# Extrait du texte:
SESSION ORDINAIRE DE 2009-2010

Enregistré à la Présidence du Sénat le 30 juin 2010

PROPOSITION DE RÉSOLUTION EUROPÉENNE

PRÉSENTÉE AU NOM DE LA COMMISSION DES AFFAIRES EUROPÉENNES (1)

EN APPLICATION DE L'ARTICLE 73 QUATER DU RÈGLEMENT,

sur la politique commune de la pêche,

PRÉSENTÉE

Par M. Charles GAUTIER,

Sénateur

(Envoyée à la commission de l'économie, du développement durable et de l'aménagement du territoire)

(1) Cette commission est composée de : M. Jean Bizet président ; MM. Denis Badré, Pierre Bernard-Reymond, Michel Billout, Jacques Blanc, Jean François-Poncet, Aymeri de Montesquiou, Roland Ries, Simon Sutour, vice-présidents ; Mmes Bernadette Bourzai, Marie-Thérèse Hermange, secrétaires ; MM. Robert Badinter, Jean-Michel Baylet, Didier Boulaud, Mme Alima Boumediene-Thiery, MM. Gérard César, Christian Cointat, Philippe Darniche, Mme Annie David, MM. Robert del Picchia, Pierre Fauchon, Bernard Frimat, Yann Gaillard, Charles Gautier, Jean-François Humbert, Mme Fabienne Keller, MM. Serge Lagauche, Jean-René Lecerf, François Marc, Mmes Colette Mélot, Monique Papon, MM. Hugues Portelli, Yves Pozzo di Borgo, Josselin de Rohan, Mme Catherine Tasca et M. Richard Yung.

EXPOSÉ DES MOTIFS

Mesdames, Messieurs,

L'Union européenne s'apprête à réformer, pour la deuxième fois, la politique commune de la pêche (PCP).

1. Pourquoi une réforme de la PCP moins de dix ans après la précédente ?

# Consigne:
Indiquez la date à laquelle la proposition de résolution sur la politique commune de la pêche a été enregistrée à la Présidence du Sénat.

# Données:
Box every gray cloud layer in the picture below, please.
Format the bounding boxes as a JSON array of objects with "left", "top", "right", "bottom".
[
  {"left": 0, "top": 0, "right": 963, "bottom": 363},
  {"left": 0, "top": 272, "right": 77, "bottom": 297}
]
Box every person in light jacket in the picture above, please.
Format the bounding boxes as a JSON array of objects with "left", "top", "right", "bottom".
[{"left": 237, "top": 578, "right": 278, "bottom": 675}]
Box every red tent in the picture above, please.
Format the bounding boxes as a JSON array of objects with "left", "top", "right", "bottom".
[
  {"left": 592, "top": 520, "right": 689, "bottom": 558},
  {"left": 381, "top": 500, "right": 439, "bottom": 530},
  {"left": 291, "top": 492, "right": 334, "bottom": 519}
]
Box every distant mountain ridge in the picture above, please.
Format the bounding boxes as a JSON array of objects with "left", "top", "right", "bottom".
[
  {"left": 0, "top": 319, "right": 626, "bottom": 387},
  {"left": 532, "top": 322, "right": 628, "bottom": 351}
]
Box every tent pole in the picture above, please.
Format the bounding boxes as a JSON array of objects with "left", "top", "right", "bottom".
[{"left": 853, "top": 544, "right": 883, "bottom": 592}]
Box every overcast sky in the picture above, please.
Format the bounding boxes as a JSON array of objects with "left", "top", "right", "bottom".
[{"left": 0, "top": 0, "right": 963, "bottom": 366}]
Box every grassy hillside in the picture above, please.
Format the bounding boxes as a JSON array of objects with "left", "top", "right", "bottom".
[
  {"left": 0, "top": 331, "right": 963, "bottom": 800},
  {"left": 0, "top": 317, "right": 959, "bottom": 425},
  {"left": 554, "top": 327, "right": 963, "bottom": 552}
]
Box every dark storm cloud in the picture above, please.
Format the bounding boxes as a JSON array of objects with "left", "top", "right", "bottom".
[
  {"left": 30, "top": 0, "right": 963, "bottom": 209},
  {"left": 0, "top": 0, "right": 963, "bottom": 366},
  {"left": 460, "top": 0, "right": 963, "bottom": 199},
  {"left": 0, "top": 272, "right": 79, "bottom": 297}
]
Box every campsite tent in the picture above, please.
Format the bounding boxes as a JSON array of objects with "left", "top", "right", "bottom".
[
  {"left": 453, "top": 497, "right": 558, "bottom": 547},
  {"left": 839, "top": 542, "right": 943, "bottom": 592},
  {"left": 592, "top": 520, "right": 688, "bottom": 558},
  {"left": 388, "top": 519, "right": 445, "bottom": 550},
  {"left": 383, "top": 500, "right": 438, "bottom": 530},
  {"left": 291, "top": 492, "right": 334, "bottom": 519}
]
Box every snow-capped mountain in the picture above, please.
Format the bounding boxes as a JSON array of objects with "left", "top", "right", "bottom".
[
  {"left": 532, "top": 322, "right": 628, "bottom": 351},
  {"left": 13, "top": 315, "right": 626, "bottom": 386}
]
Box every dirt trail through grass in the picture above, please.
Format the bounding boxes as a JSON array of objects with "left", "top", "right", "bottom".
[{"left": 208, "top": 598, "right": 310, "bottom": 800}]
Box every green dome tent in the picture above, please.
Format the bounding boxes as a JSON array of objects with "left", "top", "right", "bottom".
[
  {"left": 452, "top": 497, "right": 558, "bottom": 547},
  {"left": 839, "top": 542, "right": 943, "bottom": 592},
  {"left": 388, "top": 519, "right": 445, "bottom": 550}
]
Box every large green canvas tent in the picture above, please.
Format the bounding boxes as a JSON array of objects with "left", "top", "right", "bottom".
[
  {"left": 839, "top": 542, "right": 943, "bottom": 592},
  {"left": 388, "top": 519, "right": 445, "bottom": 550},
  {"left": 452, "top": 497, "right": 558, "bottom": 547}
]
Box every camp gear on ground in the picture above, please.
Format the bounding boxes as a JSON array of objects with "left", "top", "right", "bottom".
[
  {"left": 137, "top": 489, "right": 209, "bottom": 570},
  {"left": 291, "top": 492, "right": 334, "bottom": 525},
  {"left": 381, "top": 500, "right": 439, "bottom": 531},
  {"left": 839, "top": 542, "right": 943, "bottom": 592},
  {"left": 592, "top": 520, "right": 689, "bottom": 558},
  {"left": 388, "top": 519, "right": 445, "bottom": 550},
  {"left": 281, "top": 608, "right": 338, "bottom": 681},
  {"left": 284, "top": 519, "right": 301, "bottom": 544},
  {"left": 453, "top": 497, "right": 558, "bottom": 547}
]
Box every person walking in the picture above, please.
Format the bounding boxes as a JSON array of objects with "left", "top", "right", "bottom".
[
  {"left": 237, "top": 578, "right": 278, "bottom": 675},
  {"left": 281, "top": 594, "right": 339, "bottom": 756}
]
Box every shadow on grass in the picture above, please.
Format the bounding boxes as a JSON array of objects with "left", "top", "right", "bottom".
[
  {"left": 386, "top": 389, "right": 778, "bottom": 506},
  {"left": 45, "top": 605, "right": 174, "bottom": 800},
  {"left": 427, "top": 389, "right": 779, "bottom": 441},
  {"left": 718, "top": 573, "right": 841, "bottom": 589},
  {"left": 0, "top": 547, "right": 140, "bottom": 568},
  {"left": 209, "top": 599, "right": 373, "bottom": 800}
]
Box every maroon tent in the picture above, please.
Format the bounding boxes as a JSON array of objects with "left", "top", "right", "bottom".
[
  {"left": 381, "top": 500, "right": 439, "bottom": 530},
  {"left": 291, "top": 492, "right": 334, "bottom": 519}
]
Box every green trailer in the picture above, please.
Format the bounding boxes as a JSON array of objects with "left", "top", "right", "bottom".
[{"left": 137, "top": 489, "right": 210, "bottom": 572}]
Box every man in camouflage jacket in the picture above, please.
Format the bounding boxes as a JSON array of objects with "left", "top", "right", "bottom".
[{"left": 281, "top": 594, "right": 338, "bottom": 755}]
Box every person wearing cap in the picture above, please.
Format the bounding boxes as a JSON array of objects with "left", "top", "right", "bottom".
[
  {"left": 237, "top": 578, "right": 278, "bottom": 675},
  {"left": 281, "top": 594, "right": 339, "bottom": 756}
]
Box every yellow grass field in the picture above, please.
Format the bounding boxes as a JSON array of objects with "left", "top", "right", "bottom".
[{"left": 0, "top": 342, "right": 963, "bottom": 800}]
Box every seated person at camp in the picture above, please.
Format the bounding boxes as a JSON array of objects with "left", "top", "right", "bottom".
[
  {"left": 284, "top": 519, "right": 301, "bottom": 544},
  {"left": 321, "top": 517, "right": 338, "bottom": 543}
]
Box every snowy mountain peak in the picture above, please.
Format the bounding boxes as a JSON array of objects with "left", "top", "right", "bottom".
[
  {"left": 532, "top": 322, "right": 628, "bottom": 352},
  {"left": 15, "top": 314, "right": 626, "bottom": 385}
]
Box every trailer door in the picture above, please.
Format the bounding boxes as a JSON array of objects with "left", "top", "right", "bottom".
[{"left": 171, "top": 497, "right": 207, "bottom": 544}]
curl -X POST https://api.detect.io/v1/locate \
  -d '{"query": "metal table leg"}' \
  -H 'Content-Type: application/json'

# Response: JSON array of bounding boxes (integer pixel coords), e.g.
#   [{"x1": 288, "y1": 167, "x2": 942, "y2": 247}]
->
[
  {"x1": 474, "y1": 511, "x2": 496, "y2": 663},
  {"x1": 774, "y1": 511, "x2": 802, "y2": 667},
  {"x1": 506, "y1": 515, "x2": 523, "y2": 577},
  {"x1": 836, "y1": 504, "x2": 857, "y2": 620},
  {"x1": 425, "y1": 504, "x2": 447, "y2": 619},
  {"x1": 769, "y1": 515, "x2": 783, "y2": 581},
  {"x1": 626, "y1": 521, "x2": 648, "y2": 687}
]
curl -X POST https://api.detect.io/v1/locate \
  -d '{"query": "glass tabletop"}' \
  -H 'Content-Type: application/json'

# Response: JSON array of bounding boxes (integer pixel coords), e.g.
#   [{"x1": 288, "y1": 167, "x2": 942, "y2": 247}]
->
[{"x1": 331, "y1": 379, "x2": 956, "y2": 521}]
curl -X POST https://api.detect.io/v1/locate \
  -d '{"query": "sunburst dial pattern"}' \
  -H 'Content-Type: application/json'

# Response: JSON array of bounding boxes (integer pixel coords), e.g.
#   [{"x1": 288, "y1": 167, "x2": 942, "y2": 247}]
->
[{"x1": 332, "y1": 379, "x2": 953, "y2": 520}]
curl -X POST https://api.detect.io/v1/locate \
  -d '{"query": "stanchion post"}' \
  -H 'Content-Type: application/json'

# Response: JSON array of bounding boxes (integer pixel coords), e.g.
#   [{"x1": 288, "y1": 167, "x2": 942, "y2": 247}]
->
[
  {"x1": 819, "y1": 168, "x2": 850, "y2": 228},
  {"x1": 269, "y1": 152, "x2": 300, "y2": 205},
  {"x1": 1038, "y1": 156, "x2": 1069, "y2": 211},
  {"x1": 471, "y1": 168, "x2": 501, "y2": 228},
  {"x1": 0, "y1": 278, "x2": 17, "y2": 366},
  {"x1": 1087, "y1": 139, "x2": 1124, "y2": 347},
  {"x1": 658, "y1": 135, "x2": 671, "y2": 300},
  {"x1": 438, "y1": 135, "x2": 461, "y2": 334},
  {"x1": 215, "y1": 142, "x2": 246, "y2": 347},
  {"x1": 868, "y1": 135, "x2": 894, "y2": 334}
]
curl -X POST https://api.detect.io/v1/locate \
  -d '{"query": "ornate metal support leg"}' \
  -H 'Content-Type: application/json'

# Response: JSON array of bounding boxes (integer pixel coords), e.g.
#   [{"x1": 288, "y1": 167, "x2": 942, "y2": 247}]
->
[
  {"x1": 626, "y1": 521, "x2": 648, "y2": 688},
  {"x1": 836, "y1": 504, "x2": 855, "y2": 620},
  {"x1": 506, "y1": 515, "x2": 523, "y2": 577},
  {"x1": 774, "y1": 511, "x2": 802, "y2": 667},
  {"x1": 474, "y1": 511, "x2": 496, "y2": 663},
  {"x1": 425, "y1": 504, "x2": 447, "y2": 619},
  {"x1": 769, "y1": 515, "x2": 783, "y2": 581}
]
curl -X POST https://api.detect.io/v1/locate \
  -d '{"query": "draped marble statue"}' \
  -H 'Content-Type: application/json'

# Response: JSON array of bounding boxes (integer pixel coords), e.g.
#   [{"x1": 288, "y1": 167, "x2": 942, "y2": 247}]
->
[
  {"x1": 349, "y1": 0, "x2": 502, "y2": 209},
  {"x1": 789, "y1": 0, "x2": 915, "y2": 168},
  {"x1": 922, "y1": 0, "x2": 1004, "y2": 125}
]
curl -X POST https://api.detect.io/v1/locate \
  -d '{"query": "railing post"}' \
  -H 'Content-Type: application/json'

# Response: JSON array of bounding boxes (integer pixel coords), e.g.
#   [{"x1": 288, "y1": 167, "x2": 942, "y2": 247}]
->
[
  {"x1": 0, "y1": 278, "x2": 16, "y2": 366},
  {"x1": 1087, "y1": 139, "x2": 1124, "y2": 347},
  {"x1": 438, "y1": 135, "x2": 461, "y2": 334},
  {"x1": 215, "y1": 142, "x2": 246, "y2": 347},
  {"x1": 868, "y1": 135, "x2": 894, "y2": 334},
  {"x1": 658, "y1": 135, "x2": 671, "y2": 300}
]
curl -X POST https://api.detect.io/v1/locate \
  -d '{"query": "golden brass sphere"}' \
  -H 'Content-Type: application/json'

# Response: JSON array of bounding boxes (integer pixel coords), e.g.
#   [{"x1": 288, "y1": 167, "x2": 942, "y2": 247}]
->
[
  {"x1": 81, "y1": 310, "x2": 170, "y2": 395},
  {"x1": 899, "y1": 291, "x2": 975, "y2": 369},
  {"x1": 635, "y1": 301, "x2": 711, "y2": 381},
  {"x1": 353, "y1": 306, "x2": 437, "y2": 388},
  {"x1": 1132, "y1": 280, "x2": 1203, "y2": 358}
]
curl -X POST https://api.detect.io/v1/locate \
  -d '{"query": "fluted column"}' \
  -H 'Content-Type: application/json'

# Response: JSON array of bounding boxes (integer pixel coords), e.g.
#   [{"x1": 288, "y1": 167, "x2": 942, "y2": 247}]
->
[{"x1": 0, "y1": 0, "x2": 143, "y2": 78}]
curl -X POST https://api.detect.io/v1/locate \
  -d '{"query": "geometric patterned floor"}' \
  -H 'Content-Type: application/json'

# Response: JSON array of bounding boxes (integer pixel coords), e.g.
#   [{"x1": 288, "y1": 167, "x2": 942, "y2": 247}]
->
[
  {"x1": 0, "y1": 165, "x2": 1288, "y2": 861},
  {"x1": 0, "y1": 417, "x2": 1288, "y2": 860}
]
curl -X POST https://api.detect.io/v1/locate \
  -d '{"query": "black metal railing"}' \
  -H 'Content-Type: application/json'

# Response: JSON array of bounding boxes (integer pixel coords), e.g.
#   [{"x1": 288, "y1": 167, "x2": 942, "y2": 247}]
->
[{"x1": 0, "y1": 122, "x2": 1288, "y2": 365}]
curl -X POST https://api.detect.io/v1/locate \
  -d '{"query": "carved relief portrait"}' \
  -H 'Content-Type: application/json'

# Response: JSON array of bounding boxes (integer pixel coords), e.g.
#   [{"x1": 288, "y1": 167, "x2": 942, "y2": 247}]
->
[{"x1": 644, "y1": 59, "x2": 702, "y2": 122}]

# Réponse proposée:
Le 30 juin 2010.